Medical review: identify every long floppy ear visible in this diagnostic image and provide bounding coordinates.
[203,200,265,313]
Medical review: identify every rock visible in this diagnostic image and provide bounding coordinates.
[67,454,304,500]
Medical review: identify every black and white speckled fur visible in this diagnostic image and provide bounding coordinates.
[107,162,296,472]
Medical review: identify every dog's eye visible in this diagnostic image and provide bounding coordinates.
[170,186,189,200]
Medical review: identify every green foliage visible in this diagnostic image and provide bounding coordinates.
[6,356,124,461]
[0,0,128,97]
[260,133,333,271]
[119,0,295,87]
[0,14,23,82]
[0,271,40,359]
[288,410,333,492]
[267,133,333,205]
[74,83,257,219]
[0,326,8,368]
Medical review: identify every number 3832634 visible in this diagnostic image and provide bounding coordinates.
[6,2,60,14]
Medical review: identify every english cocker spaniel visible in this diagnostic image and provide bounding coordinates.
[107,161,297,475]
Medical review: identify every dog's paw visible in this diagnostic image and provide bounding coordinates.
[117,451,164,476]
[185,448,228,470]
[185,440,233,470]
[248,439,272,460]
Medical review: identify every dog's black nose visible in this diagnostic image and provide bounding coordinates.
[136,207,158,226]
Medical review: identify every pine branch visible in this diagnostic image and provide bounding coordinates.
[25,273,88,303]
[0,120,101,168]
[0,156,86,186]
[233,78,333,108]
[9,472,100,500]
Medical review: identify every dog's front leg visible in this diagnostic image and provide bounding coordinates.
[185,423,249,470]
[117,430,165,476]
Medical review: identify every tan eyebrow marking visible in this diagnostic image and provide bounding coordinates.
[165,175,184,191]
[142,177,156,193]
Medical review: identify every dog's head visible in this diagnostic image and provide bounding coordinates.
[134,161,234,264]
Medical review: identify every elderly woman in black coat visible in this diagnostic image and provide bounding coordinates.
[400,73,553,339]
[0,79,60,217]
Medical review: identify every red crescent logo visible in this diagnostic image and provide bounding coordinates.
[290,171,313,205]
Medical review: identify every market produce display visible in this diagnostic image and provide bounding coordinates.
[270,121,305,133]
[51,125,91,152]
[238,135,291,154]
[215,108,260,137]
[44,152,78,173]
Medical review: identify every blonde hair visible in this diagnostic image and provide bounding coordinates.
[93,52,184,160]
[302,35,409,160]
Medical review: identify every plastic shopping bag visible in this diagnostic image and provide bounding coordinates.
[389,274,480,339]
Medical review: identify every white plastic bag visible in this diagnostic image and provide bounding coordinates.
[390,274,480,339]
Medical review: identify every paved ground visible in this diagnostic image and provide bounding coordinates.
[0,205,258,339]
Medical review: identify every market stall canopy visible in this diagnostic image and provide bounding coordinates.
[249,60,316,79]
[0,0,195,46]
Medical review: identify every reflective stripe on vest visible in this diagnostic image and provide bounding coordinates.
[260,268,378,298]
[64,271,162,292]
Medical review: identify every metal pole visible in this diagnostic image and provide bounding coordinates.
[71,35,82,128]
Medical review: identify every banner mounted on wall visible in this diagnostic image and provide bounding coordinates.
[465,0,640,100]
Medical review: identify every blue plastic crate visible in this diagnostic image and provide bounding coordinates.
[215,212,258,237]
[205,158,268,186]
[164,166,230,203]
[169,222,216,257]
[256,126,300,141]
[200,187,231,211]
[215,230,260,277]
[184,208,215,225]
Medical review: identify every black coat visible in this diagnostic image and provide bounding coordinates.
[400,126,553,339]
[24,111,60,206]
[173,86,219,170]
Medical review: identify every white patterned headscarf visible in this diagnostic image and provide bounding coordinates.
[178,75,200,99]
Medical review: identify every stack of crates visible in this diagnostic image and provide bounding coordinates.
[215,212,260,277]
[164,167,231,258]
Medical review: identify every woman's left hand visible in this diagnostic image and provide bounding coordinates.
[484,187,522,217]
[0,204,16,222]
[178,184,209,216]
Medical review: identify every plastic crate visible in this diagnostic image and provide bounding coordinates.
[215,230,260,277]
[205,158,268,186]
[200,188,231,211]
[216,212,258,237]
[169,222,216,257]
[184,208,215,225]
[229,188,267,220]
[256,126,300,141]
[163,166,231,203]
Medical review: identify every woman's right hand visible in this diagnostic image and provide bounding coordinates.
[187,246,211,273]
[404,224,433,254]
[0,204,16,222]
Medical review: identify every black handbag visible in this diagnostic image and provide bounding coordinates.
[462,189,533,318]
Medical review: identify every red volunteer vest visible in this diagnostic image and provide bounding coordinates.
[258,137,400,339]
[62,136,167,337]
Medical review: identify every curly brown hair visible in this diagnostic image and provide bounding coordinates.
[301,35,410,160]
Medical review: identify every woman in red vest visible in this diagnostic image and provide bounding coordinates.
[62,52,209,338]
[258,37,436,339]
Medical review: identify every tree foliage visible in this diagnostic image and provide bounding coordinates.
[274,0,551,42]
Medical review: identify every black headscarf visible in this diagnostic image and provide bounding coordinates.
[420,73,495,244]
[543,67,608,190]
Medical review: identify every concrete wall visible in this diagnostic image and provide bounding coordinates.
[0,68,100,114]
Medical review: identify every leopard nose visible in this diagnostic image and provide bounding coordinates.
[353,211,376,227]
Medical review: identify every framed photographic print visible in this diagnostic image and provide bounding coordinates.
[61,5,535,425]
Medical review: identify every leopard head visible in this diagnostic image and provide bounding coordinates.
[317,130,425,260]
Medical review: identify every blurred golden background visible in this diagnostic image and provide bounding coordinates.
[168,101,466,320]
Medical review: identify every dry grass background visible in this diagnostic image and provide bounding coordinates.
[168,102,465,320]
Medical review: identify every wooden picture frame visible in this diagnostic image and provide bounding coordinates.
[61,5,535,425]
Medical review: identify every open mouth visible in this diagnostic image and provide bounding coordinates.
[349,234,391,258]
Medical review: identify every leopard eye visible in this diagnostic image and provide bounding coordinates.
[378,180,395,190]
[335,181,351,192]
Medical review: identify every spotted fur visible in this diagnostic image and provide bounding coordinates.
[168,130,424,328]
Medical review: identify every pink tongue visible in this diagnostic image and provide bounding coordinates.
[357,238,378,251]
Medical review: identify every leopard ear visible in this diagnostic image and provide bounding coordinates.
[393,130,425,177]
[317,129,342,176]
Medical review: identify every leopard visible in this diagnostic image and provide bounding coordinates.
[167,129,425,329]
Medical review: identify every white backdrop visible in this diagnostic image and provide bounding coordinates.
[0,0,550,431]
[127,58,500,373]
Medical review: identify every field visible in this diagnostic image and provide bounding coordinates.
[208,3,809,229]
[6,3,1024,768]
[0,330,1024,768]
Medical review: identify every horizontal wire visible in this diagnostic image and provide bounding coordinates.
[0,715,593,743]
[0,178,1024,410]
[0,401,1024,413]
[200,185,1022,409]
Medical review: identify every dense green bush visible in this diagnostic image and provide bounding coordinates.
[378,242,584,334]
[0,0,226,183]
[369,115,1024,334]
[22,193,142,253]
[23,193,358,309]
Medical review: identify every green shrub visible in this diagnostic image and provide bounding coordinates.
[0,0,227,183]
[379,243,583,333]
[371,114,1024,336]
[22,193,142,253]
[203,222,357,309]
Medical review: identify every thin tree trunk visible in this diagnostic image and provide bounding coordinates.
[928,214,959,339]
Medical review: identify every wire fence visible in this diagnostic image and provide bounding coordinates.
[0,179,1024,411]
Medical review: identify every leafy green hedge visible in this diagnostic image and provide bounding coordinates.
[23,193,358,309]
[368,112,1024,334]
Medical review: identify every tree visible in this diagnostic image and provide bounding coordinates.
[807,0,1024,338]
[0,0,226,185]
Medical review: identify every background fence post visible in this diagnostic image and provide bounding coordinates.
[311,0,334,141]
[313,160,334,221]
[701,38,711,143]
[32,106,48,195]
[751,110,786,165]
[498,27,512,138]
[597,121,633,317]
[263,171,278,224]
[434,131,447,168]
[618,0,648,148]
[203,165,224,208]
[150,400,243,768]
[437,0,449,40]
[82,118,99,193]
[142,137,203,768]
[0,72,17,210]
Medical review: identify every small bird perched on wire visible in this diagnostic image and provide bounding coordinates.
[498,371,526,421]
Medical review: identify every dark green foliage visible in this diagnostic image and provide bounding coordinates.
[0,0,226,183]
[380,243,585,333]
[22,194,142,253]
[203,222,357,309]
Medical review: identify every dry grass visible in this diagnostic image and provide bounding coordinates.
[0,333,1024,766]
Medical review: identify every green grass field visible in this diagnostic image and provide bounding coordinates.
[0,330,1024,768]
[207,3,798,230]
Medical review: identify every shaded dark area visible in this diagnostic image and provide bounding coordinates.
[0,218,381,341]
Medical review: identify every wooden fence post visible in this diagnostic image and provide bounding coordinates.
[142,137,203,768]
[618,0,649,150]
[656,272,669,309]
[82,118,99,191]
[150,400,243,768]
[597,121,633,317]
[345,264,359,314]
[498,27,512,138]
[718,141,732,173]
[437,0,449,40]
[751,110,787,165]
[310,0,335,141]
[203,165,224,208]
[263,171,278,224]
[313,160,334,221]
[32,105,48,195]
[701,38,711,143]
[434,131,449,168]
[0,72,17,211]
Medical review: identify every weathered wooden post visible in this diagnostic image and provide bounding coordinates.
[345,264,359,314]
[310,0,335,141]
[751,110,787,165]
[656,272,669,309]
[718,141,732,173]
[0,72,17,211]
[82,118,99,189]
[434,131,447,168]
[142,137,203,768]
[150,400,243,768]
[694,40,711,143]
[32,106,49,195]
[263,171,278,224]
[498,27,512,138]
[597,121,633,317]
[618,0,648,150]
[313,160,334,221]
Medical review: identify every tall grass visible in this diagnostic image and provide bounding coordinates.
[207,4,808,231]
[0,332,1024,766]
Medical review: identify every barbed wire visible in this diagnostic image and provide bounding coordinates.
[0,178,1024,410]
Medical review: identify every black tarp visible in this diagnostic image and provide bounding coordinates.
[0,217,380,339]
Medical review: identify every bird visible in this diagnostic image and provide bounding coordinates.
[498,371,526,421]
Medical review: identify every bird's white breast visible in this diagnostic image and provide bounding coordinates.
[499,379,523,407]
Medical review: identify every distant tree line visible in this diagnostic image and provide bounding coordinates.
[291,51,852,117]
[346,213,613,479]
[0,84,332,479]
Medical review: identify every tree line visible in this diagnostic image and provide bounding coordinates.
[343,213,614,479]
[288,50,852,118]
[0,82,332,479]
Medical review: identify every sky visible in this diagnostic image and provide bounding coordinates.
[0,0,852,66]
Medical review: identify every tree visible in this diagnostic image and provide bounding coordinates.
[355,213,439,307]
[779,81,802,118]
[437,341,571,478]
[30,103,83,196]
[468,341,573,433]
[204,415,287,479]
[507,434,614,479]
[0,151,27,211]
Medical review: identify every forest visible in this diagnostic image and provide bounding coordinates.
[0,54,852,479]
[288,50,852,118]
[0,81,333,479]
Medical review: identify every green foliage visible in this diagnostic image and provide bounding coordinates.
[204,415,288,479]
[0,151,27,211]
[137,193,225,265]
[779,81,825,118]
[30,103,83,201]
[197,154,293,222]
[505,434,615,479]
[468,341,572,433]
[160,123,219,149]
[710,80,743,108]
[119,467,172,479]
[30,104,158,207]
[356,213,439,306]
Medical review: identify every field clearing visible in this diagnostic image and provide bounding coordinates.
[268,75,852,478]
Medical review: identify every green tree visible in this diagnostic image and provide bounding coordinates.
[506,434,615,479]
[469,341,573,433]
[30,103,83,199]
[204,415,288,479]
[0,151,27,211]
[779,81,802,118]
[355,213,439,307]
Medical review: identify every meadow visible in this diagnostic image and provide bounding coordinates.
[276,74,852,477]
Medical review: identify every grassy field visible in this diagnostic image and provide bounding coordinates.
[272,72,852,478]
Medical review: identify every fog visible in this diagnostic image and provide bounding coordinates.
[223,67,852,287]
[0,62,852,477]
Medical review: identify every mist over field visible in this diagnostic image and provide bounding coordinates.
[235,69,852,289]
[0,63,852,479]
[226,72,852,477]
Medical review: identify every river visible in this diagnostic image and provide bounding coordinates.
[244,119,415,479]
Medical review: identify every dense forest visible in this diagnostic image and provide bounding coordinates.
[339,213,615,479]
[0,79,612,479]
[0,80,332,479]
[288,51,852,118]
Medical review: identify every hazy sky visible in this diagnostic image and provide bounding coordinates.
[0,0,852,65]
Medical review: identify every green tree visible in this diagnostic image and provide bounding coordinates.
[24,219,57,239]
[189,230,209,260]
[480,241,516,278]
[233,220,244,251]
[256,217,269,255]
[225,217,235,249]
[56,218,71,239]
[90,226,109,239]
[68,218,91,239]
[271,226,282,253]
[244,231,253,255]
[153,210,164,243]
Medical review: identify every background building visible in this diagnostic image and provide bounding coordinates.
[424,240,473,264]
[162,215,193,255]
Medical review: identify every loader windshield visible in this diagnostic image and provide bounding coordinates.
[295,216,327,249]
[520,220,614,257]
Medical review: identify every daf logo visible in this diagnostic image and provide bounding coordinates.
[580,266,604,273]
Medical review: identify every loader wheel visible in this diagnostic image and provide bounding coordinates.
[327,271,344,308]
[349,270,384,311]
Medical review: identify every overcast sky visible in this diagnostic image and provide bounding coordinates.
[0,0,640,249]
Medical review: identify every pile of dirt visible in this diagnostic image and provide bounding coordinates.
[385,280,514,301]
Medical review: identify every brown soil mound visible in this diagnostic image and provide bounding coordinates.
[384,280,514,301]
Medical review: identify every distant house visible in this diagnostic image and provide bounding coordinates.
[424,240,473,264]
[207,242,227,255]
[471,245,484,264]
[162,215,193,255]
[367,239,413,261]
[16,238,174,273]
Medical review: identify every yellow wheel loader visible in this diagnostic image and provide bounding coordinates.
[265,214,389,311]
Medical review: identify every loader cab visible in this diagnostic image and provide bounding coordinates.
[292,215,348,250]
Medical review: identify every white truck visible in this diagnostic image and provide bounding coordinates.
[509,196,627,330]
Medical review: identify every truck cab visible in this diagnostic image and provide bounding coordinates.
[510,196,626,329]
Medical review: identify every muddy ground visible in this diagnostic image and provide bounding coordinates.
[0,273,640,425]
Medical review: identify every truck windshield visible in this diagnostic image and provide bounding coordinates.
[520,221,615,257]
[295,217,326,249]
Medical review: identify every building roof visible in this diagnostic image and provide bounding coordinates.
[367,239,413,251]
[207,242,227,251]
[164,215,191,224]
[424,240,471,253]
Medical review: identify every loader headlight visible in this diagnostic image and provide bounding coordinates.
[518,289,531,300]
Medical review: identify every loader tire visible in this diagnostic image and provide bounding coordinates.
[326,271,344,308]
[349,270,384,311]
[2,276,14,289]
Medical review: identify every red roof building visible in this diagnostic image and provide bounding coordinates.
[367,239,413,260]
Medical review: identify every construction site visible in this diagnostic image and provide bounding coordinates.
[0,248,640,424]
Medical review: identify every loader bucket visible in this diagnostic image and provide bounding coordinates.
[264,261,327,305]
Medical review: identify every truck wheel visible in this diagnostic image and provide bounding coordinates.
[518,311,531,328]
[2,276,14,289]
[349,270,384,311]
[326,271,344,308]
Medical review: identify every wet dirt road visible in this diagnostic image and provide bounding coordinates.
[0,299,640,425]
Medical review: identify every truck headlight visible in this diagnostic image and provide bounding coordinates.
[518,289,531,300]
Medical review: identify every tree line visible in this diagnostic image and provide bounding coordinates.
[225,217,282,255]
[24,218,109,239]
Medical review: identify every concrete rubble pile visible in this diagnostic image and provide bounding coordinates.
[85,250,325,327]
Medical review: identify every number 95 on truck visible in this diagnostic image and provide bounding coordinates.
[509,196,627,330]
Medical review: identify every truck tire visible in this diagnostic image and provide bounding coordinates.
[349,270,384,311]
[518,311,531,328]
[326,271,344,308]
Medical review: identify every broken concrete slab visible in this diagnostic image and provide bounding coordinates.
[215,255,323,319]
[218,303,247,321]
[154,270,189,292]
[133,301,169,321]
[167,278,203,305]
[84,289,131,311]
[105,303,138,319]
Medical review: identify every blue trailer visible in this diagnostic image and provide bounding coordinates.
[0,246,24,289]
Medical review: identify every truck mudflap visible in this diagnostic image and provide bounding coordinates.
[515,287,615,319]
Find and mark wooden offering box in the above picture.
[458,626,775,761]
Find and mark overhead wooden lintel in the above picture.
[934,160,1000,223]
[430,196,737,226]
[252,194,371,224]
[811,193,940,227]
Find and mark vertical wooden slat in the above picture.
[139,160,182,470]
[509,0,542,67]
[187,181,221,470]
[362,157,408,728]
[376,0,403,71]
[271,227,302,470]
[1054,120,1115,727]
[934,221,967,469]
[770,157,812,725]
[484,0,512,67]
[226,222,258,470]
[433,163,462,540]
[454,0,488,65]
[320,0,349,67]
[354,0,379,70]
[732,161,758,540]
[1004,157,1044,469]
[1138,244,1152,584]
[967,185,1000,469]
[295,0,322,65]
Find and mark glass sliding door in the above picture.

*Your objective*: Revise the items from the start through the line containing "[0,326,8,368]" by replacing "diagnostic image" with "photograph" and changing nothing else. Return only those lines.

*Output below*:
Medical review: identify every long floppy ear visible in this photograph and provide bounding coordinates.
[203,200,265,313]
Medical review: identify every rock visible in this photograph and provide bounding coordinates.
[67,454,304,500]
Medical review: identify every black and white speckled fur visible in this photograph and provide bounding coordinates.
[107,162,296,472]
Medical review: identify every dog's eye visible in this photograph and provide bounding coordinates.
[170,186,189,200]
Medical review: identify every green foliage visible in this photograph and provide bounding coordinates.
[6,356,124,461]
[0,0,128,97]
[260,133,333,271]
[119,0,295,87]
[0,14,23,82]
[0,271,40,359]
[288,410,333,492]
[267,133,333,205]
[74,83,257,219]
[0,326,8,368]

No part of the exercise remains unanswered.